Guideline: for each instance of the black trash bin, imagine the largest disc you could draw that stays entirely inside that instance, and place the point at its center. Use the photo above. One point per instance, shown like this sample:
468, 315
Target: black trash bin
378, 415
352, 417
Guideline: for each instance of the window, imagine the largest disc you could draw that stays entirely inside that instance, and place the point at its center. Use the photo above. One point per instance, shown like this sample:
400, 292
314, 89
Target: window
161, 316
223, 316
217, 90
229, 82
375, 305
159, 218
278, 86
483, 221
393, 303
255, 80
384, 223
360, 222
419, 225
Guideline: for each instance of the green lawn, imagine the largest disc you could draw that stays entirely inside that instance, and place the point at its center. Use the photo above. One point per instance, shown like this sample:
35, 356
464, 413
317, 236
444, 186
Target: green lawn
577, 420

────────────────────

» The task:
Report the total of lines above containing the string "sample", and write nothing besides it.

» Output for this task:
3